* WHAT IS NEEDED:
All the entries below should be reproduced exactly.

◆ ◆ ◆ ◆ ◆

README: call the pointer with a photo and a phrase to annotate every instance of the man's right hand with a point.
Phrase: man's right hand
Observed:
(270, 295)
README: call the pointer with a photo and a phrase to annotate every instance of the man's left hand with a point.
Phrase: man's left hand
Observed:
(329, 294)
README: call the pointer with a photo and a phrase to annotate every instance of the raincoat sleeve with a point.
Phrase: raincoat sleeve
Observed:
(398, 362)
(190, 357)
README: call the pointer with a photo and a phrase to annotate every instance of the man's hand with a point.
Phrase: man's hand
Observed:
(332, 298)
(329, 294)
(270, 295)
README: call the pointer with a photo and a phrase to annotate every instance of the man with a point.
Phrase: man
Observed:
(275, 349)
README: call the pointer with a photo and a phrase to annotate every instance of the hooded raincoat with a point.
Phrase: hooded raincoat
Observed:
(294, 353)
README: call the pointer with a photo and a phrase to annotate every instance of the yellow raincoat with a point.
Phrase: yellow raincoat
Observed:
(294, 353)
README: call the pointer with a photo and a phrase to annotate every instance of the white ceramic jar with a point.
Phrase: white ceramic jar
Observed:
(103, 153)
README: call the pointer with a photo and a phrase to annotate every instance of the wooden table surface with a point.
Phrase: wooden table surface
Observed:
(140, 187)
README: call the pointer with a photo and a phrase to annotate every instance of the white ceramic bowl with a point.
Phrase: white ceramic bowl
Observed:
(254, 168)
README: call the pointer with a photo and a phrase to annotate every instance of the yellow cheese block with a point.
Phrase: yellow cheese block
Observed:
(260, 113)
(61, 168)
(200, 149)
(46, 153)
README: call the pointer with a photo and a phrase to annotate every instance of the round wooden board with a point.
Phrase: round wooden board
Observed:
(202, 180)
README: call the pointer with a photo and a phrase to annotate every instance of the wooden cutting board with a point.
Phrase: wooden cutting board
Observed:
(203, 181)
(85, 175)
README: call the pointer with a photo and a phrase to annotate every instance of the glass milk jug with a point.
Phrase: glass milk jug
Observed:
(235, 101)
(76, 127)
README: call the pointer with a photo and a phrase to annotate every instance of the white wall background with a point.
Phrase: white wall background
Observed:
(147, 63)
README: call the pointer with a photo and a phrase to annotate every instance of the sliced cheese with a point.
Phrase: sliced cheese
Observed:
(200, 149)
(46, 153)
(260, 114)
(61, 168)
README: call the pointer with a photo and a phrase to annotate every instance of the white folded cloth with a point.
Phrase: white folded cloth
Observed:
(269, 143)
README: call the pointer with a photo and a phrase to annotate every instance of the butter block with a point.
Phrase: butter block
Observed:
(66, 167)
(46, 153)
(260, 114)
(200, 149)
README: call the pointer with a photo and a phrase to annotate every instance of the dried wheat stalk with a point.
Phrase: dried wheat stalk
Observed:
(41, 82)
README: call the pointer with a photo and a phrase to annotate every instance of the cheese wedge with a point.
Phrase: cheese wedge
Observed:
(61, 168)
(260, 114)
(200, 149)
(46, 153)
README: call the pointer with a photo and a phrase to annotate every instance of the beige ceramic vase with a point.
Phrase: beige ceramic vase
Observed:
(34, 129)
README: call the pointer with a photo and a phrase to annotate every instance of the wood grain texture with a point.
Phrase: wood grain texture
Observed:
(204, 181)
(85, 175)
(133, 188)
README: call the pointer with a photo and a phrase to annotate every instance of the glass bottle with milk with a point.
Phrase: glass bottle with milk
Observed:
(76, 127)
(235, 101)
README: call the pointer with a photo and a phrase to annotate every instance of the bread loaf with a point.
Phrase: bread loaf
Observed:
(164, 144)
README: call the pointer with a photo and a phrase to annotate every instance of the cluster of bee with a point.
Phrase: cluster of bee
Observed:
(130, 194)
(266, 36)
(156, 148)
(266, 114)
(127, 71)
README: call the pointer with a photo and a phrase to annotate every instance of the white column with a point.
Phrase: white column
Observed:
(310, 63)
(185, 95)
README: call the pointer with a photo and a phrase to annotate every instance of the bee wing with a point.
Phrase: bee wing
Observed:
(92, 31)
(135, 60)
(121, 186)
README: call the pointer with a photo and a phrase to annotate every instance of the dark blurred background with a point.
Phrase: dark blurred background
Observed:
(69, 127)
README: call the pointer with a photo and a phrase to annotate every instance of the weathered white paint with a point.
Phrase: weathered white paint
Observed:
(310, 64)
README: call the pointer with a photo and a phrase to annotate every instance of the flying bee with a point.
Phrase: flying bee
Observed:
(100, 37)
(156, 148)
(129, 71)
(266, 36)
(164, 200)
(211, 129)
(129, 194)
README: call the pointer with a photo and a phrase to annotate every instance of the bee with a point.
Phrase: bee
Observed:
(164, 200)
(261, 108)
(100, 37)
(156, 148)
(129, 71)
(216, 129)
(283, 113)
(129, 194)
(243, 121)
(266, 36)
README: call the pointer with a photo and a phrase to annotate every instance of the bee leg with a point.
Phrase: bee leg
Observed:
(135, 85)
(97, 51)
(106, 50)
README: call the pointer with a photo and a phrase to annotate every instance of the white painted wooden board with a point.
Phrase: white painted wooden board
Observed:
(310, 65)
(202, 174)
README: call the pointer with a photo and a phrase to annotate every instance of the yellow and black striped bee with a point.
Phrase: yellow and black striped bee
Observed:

◆ ◆ ◆ ◆ ◆

* WRITTEN REPLY:
README: call the pointer with a photo and a phrase to annotate every instance of the man's right hand with a point.
Phrase: man's right hand
Observed:
(270, 295)
README: call the pointer with a photo and a phrase to annotate every instance of the man's left hand with a point.
Phrase: man's left hand
Observed:
(329, 294)
README: call the pointer with a photo and a phrase to annotate every instance of the raincoat sleeve with a point.
Phrase: raincoat sleeve
Observed:
(398, 362)
(190, 357)
README: call the pointer with a photo and a phrase to annotate every instance of the man's hand with a point.
Phrase: man's hand
Observed:
(332, 298)
(329, 294)
(270, 295)
README: call the pointer with a photo and a phrase to annotate every instance of the man with a point.
Phrase: man
Observed:
(275, 349)
README: call the pointer with a photo and a phrase to annotate every instance of the hooded raincoat with a point.
Phrase: hooded raincoat
Observed:
(294, 353)
README: call the pointer with a photo and a phrase to annotate every instance of the yellow raincoat with a point.
Phrase: yellow raincoat
Observed:
(294, 353)
README: call the pointer with a photo and a phrase to annotate every instance of the white ceramic jar with a point.
Phrase: white ceramic jar
Observed:
(103, 153)
README: call the pointer with a photo and a phrase to annotate every instance of the wooden table surface with a point.
Phrase: wooden table surface
Observed:
(140, 187)
README: call the pointer with a photo and a phrase to annotate every instance of the white ceramic bowl with a point.
Phrase: white ceramic bowl
Observed:
(254, 168)
README: call the pointer with a photo and a phrase to annotate every instance of the yellow cheese block with a point.
Phrase: yellow cheese block
Observed:
(260, 113)
(61, 168)
(200, 149)
(46, 153)
README: call the pointer with a photo and a phrase to annotate every instance of the round wooden board with a point.
Phrase: round wooden board
Observed:
(202, 180)
README: call the pointer with a photo and a phrase to annotate every instance of the wooden cutting board with a point.
Phrase: wooden cutting board
Observed:
(203, 181)
(85, 175)
README: call the pointer with a photo and a phrase to annotate every instance of the glass milk jug with a point.
Phrase: glass milk jug
Observed:
(235, 101)
(76, 127)
README: call the pointer with a photo and a phrase to annotate every instance of the white wall background with a point.
Phrase: white wall background
Observed:
(147, 63)
README: call the pointer with a photo and a phrase to annotate every instance of the sliced cheese with a point.
Phrase: sliced cheese
Observed:
(200, 149)
(46, 153)
(260, 114)
(61, 168)
README: call the pointer with a photo and a phrase to annotate every instance of the white folded cloth with a point.
Phrase: white folded cloth
Observed:
(269, 143)
README: call the pointer with a photo and a phrase to annotate every instance of the butter block with a point.
Phrase: butter block
Observed:
(66, 167)
(46, 153)
(260, 114)
(200, 149)
README: call the pointer with a photo and a phrase to annotate every instance of the dried wheat stalk with a point.
Phrase: dried wheat stalk
Observed:
(41, 82)
README: call the pointer with a photo and a phrase to annotate every instance of the cheese wedge with a point.
Phrase: cheese wedge
Observed:
(61, 168)
(260, 114)
(200, 149)
(46, 153)
README: call the pointer with a photo and a phrase to annotate every instance of the beige ceramic vase with a point.
Phrase: beige ceramic vase
Observed:
(34, 129)
README: call the pointer with a photo and a phrase to annotate every instance of the wood grain texture with a point.
Phrase: wood grain texture
Observed:
(204, 181)
(85, 175)
(133, 188)
README: call the pointer with a photo and a phrase to annotate every instance of the glass bottle with milk with a point.
Phrase: glass bottle with milk
Observed:
(76, 127)
(235, 101)
README: call the pointer with a photo and a phrase to annotate every instance of the bread loaf with a point.
Phrase: bread loaf
Observed:
(164, 144)
README: call the pointer with a photo and a phrase to annotate every instance of the cluster of bee with a point.
Phrase: cluster of bee
Observed:
(130, 194)
(266, 36)
(156, 148)
(266, 114)
(127, 71)
README: call the pointer with a photo and a phrase to annotate every instance of the white column with a point.
Phrase: white column
Observed:
(310, 63)
(185, 95)
README: call the pointer with a photo and a phrase to annotate every instance of the bee wing with a point.
Phrase: bee wing
Observed:
(92, 31)
(135, 60)
(121, 186)
README: call the pointer with a photo and a phrase to annotate every instance of the dark blurred background with a point.
Phrase: dark blurred background
Observed:
(69, 127)
README: call the pointer with a photo and a phrase to annotate every instance of the weathered white paint with a point.
Phrase: weathered white paint
Observed:
(310, 64)
README: call the pointer with a photo and a phrase to annotate every instance of the flying bee with a point.
Phrase: flying bee
Observed:
(100, 37)
(156, 148)
(129, 71)
(266, 36)
(164, 200)
(211, 129)
(129, 194)
README: call the pointer with a photo and a phrase to annotate every instance of the bee with a point.
Phrase: bee
Observed:
(164, 200)
(261, 108)
(100, 37)
(156, 148)
(129, 71)
(216, 129)
(283, 113)
(129, 194)
(243, 121)
(266, 36)
README: call the pointer with a photo and a phrase to annotate every instance of the bee leg with a point.
Phrase: bee leg
Observed:
(135, 85)
(97, 51)
(106, 50)
README: call the pointer with a photo and a phrase to annotate every instance of the white painted wooden board with a point.
Phrase: white painted wooden board
Observed:
(310, 65)
(202, 174)
README: call the pointer with a photo and a phrase to annotate every instance of the yellow and black striped bee with a point.
Phrase: yellow and black striped bee
Observed:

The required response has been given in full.